→ **EXERCISE INSTRUCTIONS**:
Print the records exactly as given.

Point localization data:
☆ ☆ ☆

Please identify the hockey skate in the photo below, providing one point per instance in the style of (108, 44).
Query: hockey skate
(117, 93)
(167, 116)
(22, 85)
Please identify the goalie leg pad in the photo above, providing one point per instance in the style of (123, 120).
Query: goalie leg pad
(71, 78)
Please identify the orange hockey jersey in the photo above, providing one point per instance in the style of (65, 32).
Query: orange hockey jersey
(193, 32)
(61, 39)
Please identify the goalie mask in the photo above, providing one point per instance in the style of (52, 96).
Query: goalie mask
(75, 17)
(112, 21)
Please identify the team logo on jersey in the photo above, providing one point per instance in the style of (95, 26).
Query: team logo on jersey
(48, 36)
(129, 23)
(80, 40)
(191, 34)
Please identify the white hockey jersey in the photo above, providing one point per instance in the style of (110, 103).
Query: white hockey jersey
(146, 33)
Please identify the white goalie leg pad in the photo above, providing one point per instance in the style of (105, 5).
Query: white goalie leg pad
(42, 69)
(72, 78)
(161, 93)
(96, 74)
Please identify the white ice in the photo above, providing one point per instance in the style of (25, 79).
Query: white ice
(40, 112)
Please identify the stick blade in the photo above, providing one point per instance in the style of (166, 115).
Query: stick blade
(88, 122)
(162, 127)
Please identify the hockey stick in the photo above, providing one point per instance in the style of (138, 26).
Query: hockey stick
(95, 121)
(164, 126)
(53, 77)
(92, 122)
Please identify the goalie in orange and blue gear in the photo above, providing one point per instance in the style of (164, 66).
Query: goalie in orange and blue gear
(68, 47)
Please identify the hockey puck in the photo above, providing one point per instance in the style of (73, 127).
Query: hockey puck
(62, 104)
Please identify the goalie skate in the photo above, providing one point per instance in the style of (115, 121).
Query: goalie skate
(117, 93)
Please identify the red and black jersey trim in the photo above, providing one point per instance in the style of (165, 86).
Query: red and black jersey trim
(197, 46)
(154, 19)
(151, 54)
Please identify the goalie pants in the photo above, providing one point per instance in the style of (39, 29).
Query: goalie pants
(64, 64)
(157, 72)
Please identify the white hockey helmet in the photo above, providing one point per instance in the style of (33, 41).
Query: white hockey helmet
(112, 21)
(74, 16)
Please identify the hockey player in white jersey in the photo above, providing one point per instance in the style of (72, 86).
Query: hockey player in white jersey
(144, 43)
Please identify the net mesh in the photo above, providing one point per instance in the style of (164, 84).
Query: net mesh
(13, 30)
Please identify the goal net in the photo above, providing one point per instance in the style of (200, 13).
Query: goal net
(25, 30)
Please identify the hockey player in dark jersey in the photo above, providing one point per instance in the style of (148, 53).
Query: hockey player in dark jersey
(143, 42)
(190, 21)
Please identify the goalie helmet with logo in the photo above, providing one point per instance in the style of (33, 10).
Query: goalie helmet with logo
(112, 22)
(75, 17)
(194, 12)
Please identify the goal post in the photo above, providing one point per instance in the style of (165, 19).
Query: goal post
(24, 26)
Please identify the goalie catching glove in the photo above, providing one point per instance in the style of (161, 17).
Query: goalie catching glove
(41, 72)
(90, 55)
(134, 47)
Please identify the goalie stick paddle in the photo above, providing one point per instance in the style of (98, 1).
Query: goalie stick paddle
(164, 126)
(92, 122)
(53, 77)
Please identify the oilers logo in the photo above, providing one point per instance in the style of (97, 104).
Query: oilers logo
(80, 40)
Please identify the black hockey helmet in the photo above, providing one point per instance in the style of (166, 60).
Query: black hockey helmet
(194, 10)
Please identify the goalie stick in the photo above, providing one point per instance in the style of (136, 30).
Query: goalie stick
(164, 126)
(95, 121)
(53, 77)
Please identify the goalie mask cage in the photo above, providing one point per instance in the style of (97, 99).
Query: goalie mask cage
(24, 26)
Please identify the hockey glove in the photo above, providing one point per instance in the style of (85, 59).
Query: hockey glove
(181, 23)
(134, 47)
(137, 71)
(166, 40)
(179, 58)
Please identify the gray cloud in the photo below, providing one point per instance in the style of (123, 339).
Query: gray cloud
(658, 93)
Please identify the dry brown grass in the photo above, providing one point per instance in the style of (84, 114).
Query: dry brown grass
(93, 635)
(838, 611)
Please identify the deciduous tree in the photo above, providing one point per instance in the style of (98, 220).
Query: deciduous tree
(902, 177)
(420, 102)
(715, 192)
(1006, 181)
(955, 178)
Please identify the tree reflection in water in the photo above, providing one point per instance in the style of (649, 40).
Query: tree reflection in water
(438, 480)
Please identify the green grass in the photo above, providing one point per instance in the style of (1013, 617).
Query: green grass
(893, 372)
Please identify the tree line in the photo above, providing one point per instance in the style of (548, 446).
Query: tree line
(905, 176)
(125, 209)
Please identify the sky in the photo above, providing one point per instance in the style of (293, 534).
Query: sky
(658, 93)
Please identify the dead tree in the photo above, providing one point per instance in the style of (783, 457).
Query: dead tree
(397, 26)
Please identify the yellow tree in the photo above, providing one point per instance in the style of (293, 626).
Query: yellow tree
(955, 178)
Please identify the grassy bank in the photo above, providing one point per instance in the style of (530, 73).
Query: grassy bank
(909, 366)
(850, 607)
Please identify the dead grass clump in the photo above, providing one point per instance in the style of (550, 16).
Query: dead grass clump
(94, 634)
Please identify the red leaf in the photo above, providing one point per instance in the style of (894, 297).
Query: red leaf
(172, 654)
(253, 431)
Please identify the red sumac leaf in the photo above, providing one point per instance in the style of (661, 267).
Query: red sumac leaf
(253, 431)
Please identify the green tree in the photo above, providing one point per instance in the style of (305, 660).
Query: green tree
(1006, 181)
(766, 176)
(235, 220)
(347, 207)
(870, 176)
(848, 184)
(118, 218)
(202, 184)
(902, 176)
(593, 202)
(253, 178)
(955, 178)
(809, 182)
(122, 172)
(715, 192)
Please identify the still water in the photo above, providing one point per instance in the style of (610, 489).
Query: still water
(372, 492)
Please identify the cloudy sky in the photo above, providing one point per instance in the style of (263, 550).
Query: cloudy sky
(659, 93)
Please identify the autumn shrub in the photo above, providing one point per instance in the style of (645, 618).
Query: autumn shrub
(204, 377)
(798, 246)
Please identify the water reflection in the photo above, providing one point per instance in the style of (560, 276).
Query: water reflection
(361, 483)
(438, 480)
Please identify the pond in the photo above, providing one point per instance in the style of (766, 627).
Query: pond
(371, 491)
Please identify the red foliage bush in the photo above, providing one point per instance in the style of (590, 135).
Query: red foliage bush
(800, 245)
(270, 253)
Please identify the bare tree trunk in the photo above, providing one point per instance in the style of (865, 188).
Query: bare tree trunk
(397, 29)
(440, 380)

☆ ☆ ☆

→ **WRITTEN RESPONSE**:
Please identify the hockey skate in the photo below, providing one point per instance in the style of (108, 44).
Query: hockey skate
(117, 93)
(167, 116)
(22, 85)
Please identify the goalie leg pad in the photo above, providing one point per instance in the style of (123, 120).
Query: goalie leg pad
(71, 78)
Please identify the orange hockey jersey in the photo above, providing one point per instance in the style of (65, 32).
Query: orange hockey jersey
(193, 32)
(61, 39)
Please identify the goalie mask in the photo above, providing one point per instance in the style of (52, 96).
Query: goalie mask
(75, 17)
(112, 21)
Please identify the team logo on jersey in the photo above, providing one point per instance in the style of (95, 26).
Query: team logo on jersey
(48, 36)
(129, 23)
(80, 40)
(191, 34)
Please identify the white hockey jersey in the photo above, providing one point per instance in the style of (110, 103).
Query: white hockey jersey
(146, 33)
Please identify the white goalie leg pad in the photo above, providing one point per instance in the style of (105, 5).
Query: white goalie leg pad
(42, 69)
(72, 78)
(161, 93)
(96, 74)
Please identify the white ice in the photo above, providing one point per instance in the style of (25, 79).
Query: white ice
(40, 112)
Please identify the stick blade in the photo above, providing one point per instance in the style of (166, 115).
Query: stick blade
(88, 122)
(162, 127)
Please identify the hockey stick in the photo above, providing one point per instance in the style of (138, 26).
Query: hockey stick
(95, 121)
(164, 126)
(53, 77)
(92, 122)
Please identify the goalie in orange and blue gear in the photo above, providing one point per instance in the style of (164, 66).
Query: goalie in orange and blue gear
(68, 47)
Please identify the hockey puck in the photo above, providing one point per instance in the style of (73, 127).
Query: hockey puck
(62, 104)
Please identify the goalie skate in the photo above, providing one point per instance in the style of (115, 121).
Query: goalie skate
(117, 93)
Please identify the red and black jersey trim in the photo above, providing one point per instance in the style of (165, 86).
Query: red and black jersey trim
(197, 46)
(154, 19)
(151, 54)
Please identify the goalie pants in the photo above, providing one point per instance in the style of (39, 29).
Query: goalie pants
(64, 64)
(157, 72)
Please identify the white hockey helmet in the photo above, providing one point per instance in the style of (33, 41).
Query: white hockey helmet
(112, 21)
(74, 16)
Please identify the hockey player in white jersey in the photo above, providing one point per instance in the style of (72, 86).
Query: hockey player in white jersey
(144, 43)
Please identify the net mesh in the photo above, providing one point per instance in the style of (164, 84).
Query: net mesh
(13, 30)
Please identify the goal net in the photo above, providing one point per instance in the style of (200, 13).
Query: goal net
(25, 30)
Please identify the hockey player in dark jersey in the photo above, providing one point per instance in the style of (148, 53).
Query: hockey player in dark jersey
(143, 42)
(190, 21)
Please identify the goalie helmet with logo in the photo above, providing one point per instance in the style of (33, 10).
Query: goalie helmet with logo
(112, 22)
(75, 17)
(194, 12)
Please identify the goal post in the photo above, providing one point per instance in the style of (165, 19).
Query: goal post
(24, 26)
Please identify the goalie catching glove in the photo above, providing one point per instance in the style of (161, 17).
Query: goalie catching glove
(41, 72)
(90, 55)
(134, 47)
Please identify the goalie stick paddle in the photo above, providing one point per instance in the style of (98, 1).
Query: goalie stick paddle
(164, 126)
(92, 122)
(53, 77)
Please identify the oilers logo in the photo above, providing one point per instance in the style of (97, 104).
Query: oilers logo
(80, 40)
Please identify the black hockey helmet in the photo above, providing one point per instance in the style of (166, 60).
Query: black hockey helmet
(194, 10)
Please identify the goalie stick in the photo above, providing one point per instance in the style of (136, 30).
Query: goalie stick
(164, 126)
(95, 121)
(53, 77)
Please identify the goalie mask cage in the photo above, providing one point per instance in the style of (97, 99).
Query: goalie mask cage
(24, 26)
Please identify the hockey glove in the photo above, providing one point per instance in the style of (85, 59).
Query: hockey glove
(181, 23)
(134, 47)
(137, 71)
(166, 40)
(179, 58)
Please identify the gray cloud in the photo below, providing one point per instance in the style of (123, 339).
Query: gray cloud
(658, 93)
Please identify the dry brown grass in the photo above, providing one point per instance in the style of (84, 114).
Query: dry brown grass
(93, 635)
(838, 611)
Please identify the deciduous tree in the photo above, providing one point per instance in the style of (98, 220).
Query: deciduous tree
(902, 177)
(420, 102)
(715, 192)
(1006, 181)
(955, 178)
Please identify the tree reflection in water in the photo above, providing one point per instance in the style of (649, 40).
Query: tree reflection in water
(438, 480)
Please identify the green grass in the photo above, providing one point per instance in the style of (1013, 617).
Query: green grass
(893, 372)
Please identify the tree line in the photo above, providing one point per instance in the style of (548, 446).
Query: tree line
(905, 176)
(125, 209)
Please identify the sky in the photo above, providing one point per instance in the style of (293, 534).
Query: sky
(658, 93)
Please identify the dead tree in the photo above, providing one point per instance in the style of (783, 457).
Query: dead tree
(397, 26)
Please identify the yellow tree in the photo above, providing one point per instance in the style of (293, 626).
Query: yellow tree
(955, 178)
Please identify the grassy bank in the photo above, providing one point per instance in the style of (530, 73).
Query: grassy bank
(909, 366)
(850, 607)
Please identify the dead grass clump in the photo above, providing one point per instance in the style of (550, 16).
Query: dead grass clump
(94, 634)
Please identify the red leaf in the photo above, providing one point per instance in the style of (894, 297).
Query: red leaf
(172, 654)
(253, 431)
Please identify the red sumac leaf in the photo above, providing one point per instance in the style of (661, 267).
Query: red sumac leaf
(253, 431)
Please identify the green tree in the photo above, providing one point per instance in the style of (305, 660).
Query: green tree
(1006, 181)
(766, 176)
(235, 220)
(347, 207)
(870, 176)
(848, 184)
(118, 218)
(202, 184)
(902, 176)
(593, 202)
(253, 178)
(955, 178)
(809, 182)
(122, 172)
(715, 192)
Please identify the still water in the photo above, providing one point per instance in the style of (610, 489).
Query: still water
(372, 492)
Please identify the cloudy sky in the photo above, providing one point per instance in the style of (263, 550).
Query: cloudy sky
(659, 93)
Please identify the autumn shrub in the photo above, providing one point per instance in the style of (645, 618).
Query: autumn shrub
(204, 377)
(798, 246)
Please identify the water reflection in the photo above, providing one point per instance in the style of (560, 276).
Query: water reflection
(361, 483)
(438, 480)
Please identify the pond in the photo above, providing one point per instance in the style of (766, 627).
Query: pond
(371, 491)
Please identify the red foliage bush in the photo above, providing one point per instance in the style of (590, 135).
Query: red foliage bush
(800, 245)
(270, 253)
Please identify the bare tree trunk in the photo above, providing one point per instance in the style of (865, 188).
Query: bare tree trunk
(397, 29)
(440, 380)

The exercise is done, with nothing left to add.